**PROVIDED TEXT**
↓

BCI is the general partner of Bain Capital Partners IX, L.P.
("Partners IX"), which is the general partner of Bain Capital
Fund IX, L.P. ("Fund IX L.P.), which is the sole member of Fund IX.

       The Reporting Persons have entered into a Joint Filing
Agreement, dated February 14, 2014, pursuant to which the Reporting
Persons have agreed to file this statement jointly in accordance
with the provisions of Rule 13d-1(k)(1) under the Securities
Exchange Act of 1934.

Item 2(b).	Address of Principal Business Office or,
if none, Residence

       The principal business address of each of the Reporting
Persons is John Hancock Tower, 200 Clarendon Street, Boston
MA 02116.

Item 2(c).	Citizenship
       Each of the Reporting Persons is organized under the
laws of the State of Delaware.

Item 2(d).	Title of Class of Securities

The class of equity securities of the Company to which this
filing on Schedule 13G relates is Common Stock, par value
$0.01 per share ("Common Stock").

Item 2(e).	CUSIP Number
       The CUSIP number of the Company's Common Stock is 122017106.

Item 3.	If this statement is filed pursuant to Sections 240.13d-1(b) or
240.13d-2(b) or (c), check whether the person filing
is a:  Not applicable.

(a) [  ] Broker or dealer registered under section 15
of the Act (15 U.S.C. 78o).
(b) [  ] Bank as defined in section 3(a)(6) of the
Act (15 U.S.C. 73c).
(c) [  ] Insurance company as defined in section
3(a)(19) of the Act (15 U.S.C. 78c).
(d) [  ] Investment company registered under section 8
of the Investment Company Act of 1940 (15 U.S.C. 80a-8).
(e) [  ] An investment adviser in accordance with
Section 13d-1(b)(1)(ii)(E).
(f) [  ] An employee benefit plan or endowment fund
in accordance with Section 240.13d 1(b)(1)(ii)(F).
(g) [  ] A parent holding company or control person
in accordance with Section 240.13d-1(b)(1)(ii)(G).
(h) [  ] A savings association as defined in Section
3(b) of the Federal Deposit Insurance Act (12 U.S.C. 1813).
(i) [  ] A church plan that is excluded from the
definition of an investment company under section 3(c)(14)
of the Investment Company Act of 1940 (15 U.S.C. 80a-3).
(j) [  ] Group, in accordance with Section 240.13d-1(b)(1)(ii)(J).

  	[  ]  If this statement is filed pursuant to
	Section 240.13d-1(c), check this box.

Item 4.	Ownership
Item 4(a).  Amount beneficially owned
       This Schedule 13G is being filed on behalf of the
Reporting Persons.  As of the close of business on December 31,
2013, the following shares were held by the Reporting Persons:

       BCIP-G held 12,870 shares of Common Stock of the Company,
representing 0.02% of the Company's outstanding shares of
Common Stock.

↑

**EXTRACTED INFORMATION**
↓

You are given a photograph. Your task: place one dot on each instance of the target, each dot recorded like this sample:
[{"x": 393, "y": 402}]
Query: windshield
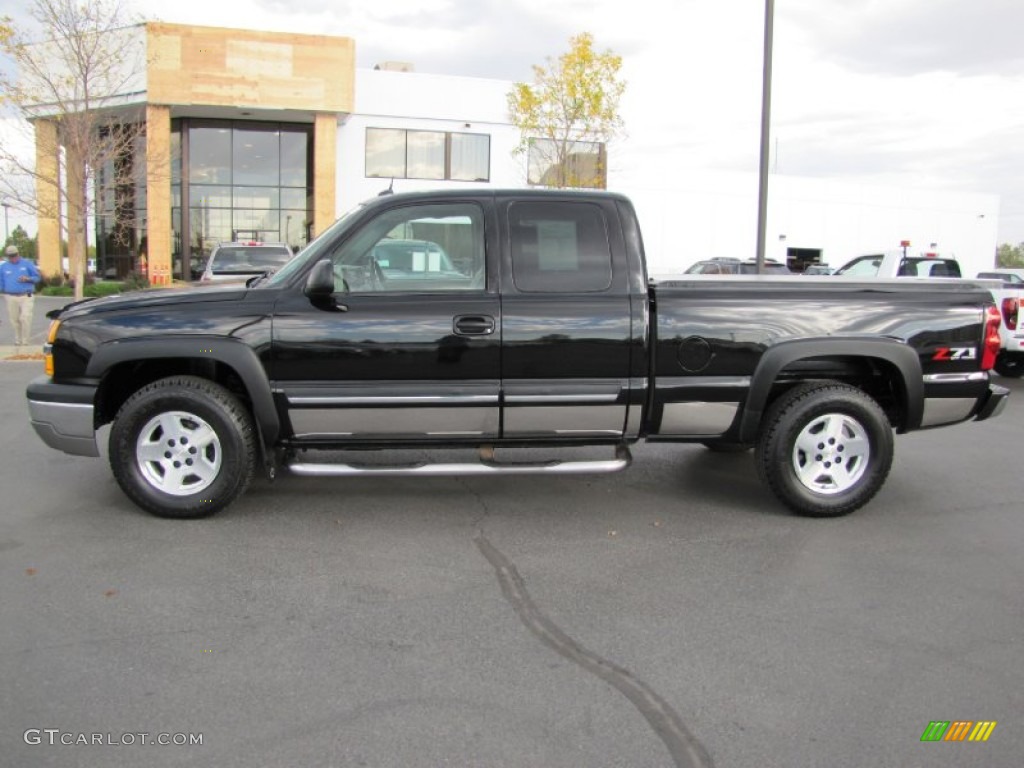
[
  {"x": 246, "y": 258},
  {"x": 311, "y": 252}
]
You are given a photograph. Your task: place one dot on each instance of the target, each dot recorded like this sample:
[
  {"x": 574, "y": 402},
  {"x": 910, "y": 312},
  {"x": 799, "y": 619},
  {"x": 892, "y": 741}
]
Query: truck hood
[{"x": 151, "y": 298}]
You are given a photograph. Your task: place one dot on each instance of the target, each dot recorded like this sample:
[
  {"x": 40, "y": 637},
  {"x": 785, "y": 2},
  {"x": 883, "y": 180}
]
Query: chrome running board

↑

**TASK REQUIREMENTS**
A. Reproduce the passage of the Schedule 13G excerpt starting at "The Reporting Persons have" and ending at "Act of 1934.".
B. Answer these questions from the Schedule 13G excerpt:
(i) What is the principal business address of each of the Reporting Persons?
(ii) What is the CUSIP number of the Company's Common Stock?
(iii) What is the par value per share of the Common Stock?
C. List every United States Code citation that appears in parentheses in the Schedule 13G excerpt.

**CORRECT ANSWERS**
A.
The Reporting Persons have entered into a Joint Filing
Agreement, dated February 14, 2014, pursuant to which the Reporting
Persons have agreed to file this statement jointly in accordance
with the provisions of Rule 13d-1(k)(1) under the Securities
Exchange Act of 1934.

B.
(i) John Hancock Tower, 200 Clarendon Street, Boston MA 02116
(ii) 122017106
(iii) $0.01 per share

C.
15 U.S.C. 78o
15 U.S.C. 73c
15 U.S.C. 78c
15 U.S.C. 80a-8
12 U.S.C. 1813
15 U.S.C. 80a-3